Copy out the final stretch of the listing: the line that contains "Thank you for the photo. Could you point to the cockpit" and all lines after it, exactly as they appear.

□ □ □ □ □ □ □

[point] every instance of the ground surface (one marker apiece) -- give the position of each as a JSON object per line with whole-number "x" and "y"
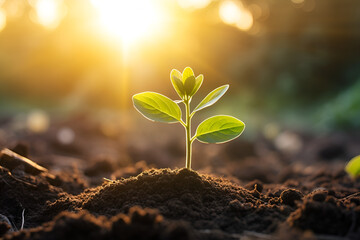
{"x": 261, "y": 189}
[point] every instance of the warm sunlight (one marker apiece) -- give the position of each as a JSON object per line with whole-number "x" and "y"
{"x": 2, "y": 19}
{"x": 235, "y": 14}
{"x": 49, "y": 12}
{"x": 128, "y": 20}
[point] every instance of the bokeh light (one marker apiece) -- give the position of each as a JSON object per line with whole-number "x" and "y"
{"x": 234, "y": 13}
{"x": 48, "y": 13}
{"x": 128, "y": 20}
{"x": 193, "y": 4}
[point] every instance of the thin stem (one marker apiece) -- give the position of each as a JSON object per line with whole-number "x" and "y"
{"x": 188, "y": 135}
{"x": 182, "y": 123}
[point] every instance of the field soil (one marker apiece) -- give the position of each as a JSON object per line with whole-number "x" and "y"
{"x": 261, "y": 189}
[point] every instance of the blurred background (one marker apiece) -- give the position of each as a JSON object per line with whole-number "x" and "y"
{"x": 72, "y": 65}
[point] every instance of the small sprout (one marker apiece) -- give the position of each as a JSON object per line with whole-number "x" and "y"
{"x": 159, "y": 108}
{"x": 353, "y": 167}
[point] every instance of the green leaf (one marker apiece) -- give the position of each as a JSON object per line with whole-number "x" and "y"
{"x": 212, "y": 97}
{"x": 353, "y": 167}
{"x": 157, "y": 107}
{"x": 198, "y": 81}
{"x": 219, "y": 129}
{"x": 188, "y": 72}
{"x": 176, "y": 80}
{"x": 189, "y": 85}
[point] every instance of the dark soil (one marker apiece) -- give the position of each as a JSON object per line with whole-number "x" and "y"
{"x": 104, "y": 198}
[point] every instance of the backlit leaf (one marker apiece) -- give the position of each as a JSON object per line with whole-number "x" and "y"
{"x": 212, "y": 97}
{"x": 187, "y": 73}
{"x": 198, "y": 81}
{"x": 219, "y": 129}
{"x": 189, "y": 85}
{"x": 353, "y": 167}
{"x": 157, "y": 107}
{"x": 176, "y": 80}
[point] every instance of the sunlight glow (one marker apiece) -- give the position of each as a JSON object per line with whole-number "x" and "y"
{"x": 235, "y": 14}
{"x": 128, "y": 20}
{"x": 193, "y": 4}
{"x": 2, "y": 19}
{"x": 49, "y": 12}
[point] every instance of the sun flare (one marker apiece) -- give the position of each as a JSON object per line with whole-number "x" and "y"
{"x": 128, "y": 20}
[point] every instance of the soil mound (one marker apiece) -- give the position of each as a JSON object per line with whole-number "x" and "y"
{"x": 139, "y": 224}
{"x": 204, "y": 201}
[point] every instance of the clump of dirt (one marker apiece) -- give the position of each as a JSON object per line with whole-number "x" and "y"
{"x": 204, "y": 201}
{"x": 137, "y": 224}
{"x": 325, "y": 214}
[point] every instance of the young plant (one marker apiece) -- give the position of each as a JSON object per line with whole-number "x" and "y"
{"x": 159, "y": 108}
{"x": 353, "y": 167}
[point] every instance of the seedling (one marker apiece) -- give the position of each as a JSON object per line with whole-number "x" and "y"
{"x": 159, "y": 108}
{"x": 353, "y": 167}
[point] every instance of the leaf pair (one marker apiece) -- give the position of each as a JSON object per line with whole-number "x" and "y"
{"x": 157, "y": 107}
{"x": 185, "y": 84}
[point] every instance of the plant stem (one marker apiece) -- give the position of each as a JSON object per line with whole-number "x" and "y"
{"x": 188, "y": 134}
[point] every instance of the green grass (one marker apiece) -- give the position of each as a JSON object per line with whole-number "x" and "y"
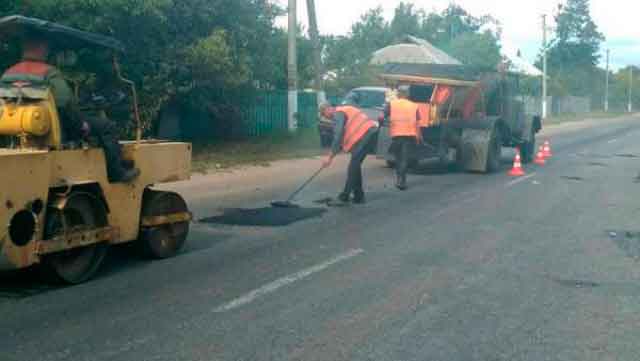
{"x": 256, "y": 151}
{"x": 579, "y": 117}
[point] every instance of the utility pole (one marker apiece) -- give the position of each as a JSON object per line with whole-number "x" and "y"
{"x": 317, "y": 56}
{"x": 630, "y": 104}
{"x": 544, "y": 66}
{"x": 606, "y": 85}
{"x": 292, "y": 68}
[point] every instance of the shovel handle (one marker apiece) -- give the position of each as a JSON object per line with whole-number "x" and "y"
{"x": 294, "y": 194}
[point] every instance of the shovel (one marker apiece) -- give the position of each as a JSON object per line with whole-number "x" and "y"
{"x": 288, "y": 203}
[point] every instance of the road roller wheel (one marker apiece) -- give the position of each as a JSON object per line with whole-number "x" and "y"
{"x": 166, "y": 240}
{"x": 80, "y": 264}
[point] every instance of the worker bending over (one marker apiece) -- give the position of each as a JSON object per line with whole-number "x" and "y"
{"x": 354, "y": 132}
{"x": 404, "y": 117}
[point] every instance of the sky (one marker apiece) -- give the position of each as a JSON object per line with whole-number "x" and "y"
{"x": 521, "y": 21}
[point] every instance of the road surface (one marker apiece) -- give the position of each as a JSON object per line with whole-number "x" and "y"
{"x": 460, "y": 267}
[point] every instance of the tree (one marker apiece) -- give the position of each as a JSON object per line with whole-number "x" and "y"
{"x": 479, "y": 49}
{"x": 442, "y": 28}
{"x": 574, "y": 56}
{"x": 406, "y": 21}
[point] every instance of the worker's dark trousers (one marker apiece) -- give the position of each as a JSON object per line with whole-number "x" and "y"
{"x": 404, "y": 148}
{"x": 107, "y": 135}
{"x": 354, "y": 172}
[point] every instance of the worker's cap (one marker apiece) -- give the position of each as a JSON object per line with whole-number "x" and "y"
{"x": 404, "y": 90}
{"x": 324, "y": 106}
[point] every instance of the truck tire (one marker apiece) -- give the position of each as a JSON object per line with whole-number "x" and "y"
{"x": 528, "y": 149}
{"x": 494, "y": 156}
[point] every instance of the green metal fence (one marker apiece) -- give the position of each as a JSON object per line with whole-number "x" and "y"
{"x": 266, "y": 112}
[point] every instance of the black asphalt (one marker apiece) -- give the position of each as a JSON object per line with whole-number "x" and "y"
{"x": 460, "y": 267}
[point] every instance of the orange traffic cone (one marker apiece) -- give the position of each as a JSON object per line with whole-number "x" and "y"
{"x": 546, "y": 149}
{"x": 540, "y": 157}
{"x": 517, "y": 170}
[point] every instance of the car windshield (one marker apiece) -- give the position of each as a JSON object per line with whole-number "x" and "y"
{"x": 366, "y": 98}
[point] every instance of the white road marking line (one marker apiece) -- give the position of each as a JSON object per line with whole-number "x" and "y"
{"x": 279, "y": 283}
{"x": 521, "y": 179}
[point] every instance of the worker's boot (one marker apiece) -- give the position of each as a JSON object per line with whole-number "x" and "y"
{"x": 358, "y": 198}
{"x": 115, "y": 168}
{"x": 401, "y": 182}
{"x": 341, "y": 201}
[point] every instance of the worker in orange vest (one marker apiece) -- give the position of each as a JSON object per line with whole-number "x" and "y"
{"x": 34, "y": 69}
{"x": 355, "y": 133}
{"x": 404, "y": 123}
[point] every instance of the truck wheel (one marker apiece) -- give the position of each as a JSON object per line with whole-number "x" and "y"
{"x": 166, "y": 240}
{"x": 79, "y": 264}
{"x": 528, "y": 149}
{"x": 494, "y": 158}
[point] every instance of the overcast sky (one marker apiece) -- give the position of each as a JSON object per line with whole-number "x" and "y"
{"x": 521, "y": 21}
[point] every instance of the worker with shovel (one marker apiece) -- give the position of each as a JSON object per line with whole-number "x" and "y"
{"x": 355, "y": 133}
{"x": 404, "y": 125}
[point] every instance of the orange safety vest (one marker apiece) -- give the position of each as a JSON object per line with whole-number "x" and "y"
{"x": 356, "y": 126}
{"x": 403, "y": 118}
{"x": 425, "y": 115}
{"x": 28, "y": 70}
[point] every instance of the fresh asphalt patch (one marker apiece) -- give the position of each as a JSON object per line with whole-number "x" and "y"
{"x": 264, "y": 217}
{"x": 597, "y": 164}
{"x": 576, "y": 283}
{"x": 574, "y": 178}
{"x": 628, "y": 242}
{"x": 627, "y": 155}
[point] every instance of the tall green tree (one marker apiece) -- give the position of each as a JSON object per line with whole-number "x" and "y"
{"x": 574, "y": 56}
{"x": 407, "y": 20}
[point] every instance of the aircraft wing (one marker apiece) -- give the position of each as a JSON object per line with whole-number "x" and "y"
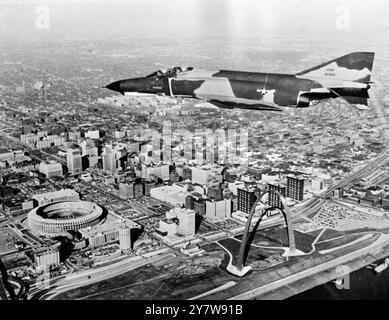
{"x": 260, "y": 106}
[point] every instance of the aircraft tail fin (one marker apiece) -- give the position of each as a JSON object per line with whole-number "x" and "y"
{"x": 356, "y": 67}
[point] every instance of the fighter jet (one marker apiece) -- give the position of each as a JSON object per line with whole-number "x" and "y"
{"x": 347, "y": 77}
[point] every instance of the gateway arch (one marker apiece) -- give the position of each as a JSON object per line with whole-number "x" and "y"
{"x": 287, "y": 216}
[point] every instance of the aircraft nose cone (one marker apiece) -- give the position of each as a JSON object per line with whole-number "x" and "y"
{"x": 114, "y": 86}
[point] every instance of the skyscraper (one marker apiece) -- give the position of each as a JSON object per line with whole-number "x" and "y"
{"x": 187, "y": 222}
{"x": 109, "y": 159}
{"x": 125, "y": 238}
{"x": 246, "y": 199}
{"x": 5, "y": 286}
{"x": 274, "y": 200}
{"x": 74, "y": 161}
{"x": 295, "y": 188}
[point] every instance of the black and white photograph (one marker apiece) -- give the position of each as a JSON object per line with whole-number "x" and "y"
{"x": 199, "y": 153}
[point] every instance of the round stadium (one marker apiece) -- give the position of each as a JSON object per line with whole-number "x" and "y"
{"x": 55, "y": 219}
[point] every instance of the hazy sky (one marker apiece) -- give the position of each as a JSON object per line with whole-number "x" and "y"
{"x": 74, "y": 19}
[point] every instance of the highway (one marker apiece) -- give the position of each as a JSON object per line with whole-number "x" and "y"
{"x": 83, "y": 278}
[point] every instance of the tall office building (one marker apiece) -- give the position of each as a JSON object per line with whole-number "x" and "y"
{"x": 274, "y": 200}
{"x": 295, "y": 188}
{"x": 109, "y": 160}
{"x": 51, "y": 169}
{"x": 246, "y": 199}
{"x": 74, "y": 161}
{"x": 189, "y": 202}
{"x": 187, "y": 222}
{"x": 215, "y": 192}
{"x": 4, "y": 284}
{"x": 125, "y": 238}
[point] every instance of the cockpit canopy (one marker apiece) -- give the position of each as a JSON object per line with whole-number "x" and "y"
{"x": 169, "y": 72}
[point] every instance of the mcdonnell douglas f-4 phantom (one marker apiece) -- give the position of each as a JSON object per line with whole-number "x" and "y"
{"x": 347, "y": 77}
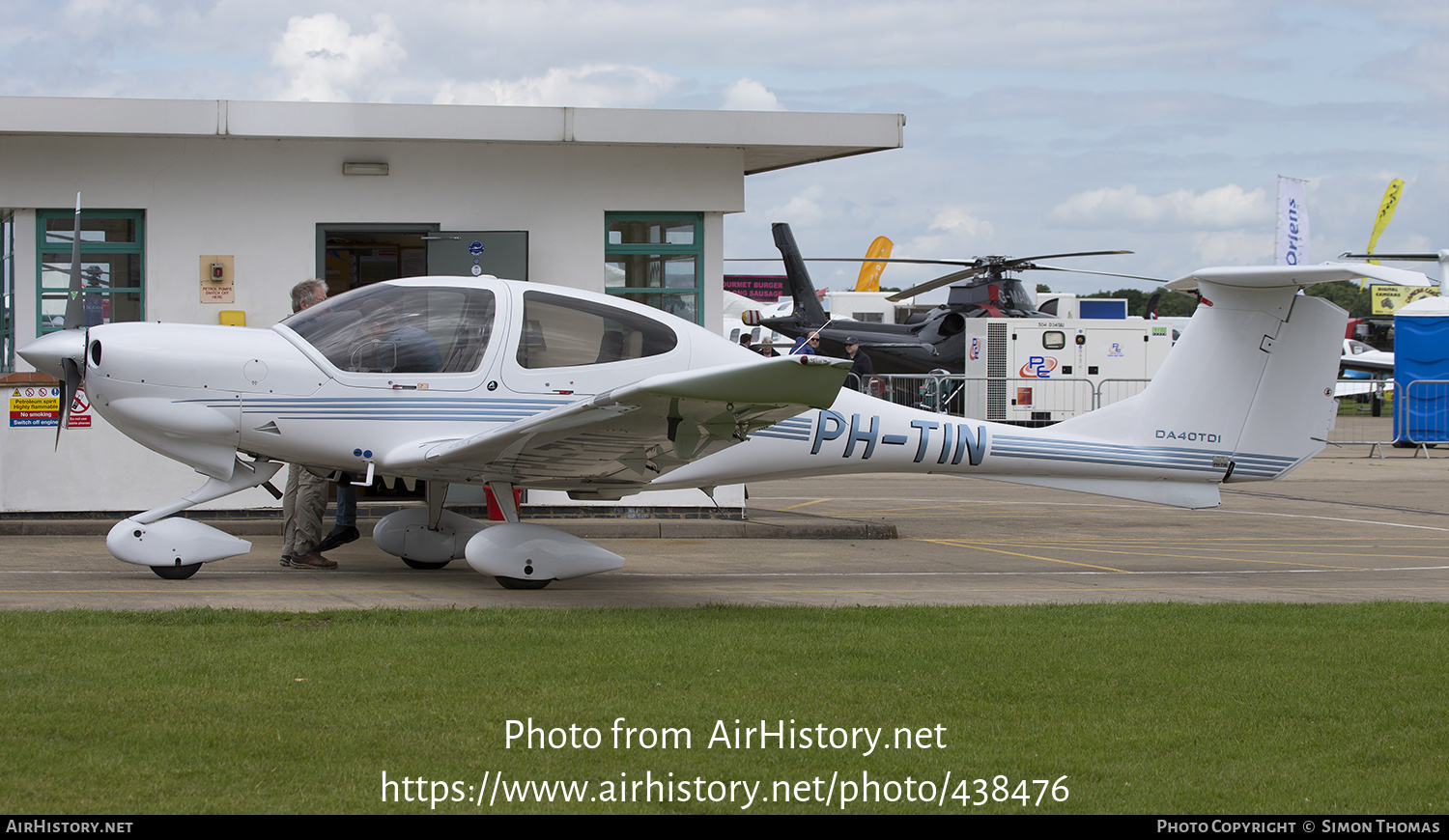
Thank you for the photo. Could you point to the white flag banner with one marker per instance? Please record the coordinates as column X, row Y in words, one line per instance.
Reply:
column 1293, row 222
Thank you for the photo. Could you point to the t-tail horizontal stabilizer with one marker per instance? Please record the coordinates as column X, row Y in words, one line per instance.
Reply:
column 1246, row 393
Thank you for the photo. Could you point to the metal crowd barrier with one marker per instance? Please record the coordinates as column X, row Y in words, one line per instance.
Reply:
column 1422, row 414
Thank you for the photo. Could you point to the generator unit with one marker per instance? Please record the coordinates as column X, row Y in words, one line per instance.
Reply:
column 1035, row 373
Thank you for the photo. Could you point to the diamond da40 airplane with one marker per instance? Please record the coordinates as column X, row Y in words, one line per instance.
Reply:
column 521, row 384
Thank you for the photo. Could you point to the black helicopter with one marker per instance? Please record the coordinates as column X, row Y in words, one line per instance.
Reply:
column 932, row 344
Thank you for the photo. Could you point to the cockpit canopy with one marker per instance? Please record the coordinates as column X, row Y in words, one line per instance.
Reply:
column 400, row 329
column 445, row 329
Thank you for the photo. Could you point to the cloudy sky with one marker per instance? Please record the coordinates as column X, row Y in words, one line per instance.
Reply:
column 1060, row 125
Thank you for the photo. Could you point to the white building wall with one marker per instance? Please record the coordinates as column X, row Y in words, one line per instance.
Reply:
column 261, row 200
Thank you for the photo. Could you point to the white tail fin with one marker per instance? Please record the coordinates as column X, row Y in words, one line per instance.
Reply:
column 1251, row 382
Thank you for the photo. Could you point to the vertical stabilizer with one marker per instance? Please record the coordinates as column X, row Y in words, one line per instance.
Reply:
column 808, row 306
column 1251, row 381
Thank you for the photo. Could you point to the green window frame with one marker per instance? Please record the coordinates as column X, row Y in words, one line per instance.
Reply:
column 113, row 266
column 6, row 292
column 657, row 260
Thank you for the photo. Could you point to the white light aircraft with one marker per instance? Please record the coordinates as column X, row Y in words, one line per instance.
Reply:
column 521, row 384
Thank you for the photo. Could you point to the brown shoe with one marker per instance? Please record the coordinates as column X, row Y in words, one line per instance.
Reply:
column 310, row 561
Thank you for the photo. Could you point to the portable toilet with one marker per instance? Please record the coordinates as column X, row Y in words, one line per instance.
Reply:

□ □ □ □ □ □ □

The output:
Thank you for the photo. Could you point to the cockpit canopy with one marker per instance? Please record the coordinates as column X, row Y in words, one line per instance.
Reply:
column 400, row 329
column 445, row 329
Thank you for the photo. Could you point to the cloudy sky with one marker per instance? Please record the coordinates as column X, row Y in words, one line per instance.
Reply:
column 1060, row 125
Thank you for the photo. Could you point to the white building wall with one marker per instance? Please record the coordinates as column X, row Y in words, one line per instance.
Reply:
column 261, row 200
Thank you for the photo. Could you point to the white tail fin with one marker per instance? Please record the coordinates as column X, row Y in words, one line per instance.
Reply:
column 1251, row 382
Thank you for the photo. Could you point to the vertical stabilizer with one marker per instance? Please record the coordinates as column X, row Y in words, one line per instance.
Reply:
column 808, row 306
column 1251, row 381
Thank you for the photo. Could you point to the green window frame with one marker per instance? Please record the coordinates as column X, row Y in words, one line per instance.
Reply:
column 113, row 266
column 6, row 292
column 657, row 260
Thank you for the photo. Could you point to the white light aircraft with one marker per instance? Please record the coordinates as column X, row Y in words, one line per instance.
Reply:
column 521, row 384
Thank you for the photo. Could you point to the brown shoe with one marker per instance? Please record the coordinates as column X, row Y in words, one line per instance.
Reply:
column 310, row 561
Thank you for the photo. Could you point to the portable toilet with one marker per instance? Please record the coordinates as column X, row Y in words, one line per instance.
Reply:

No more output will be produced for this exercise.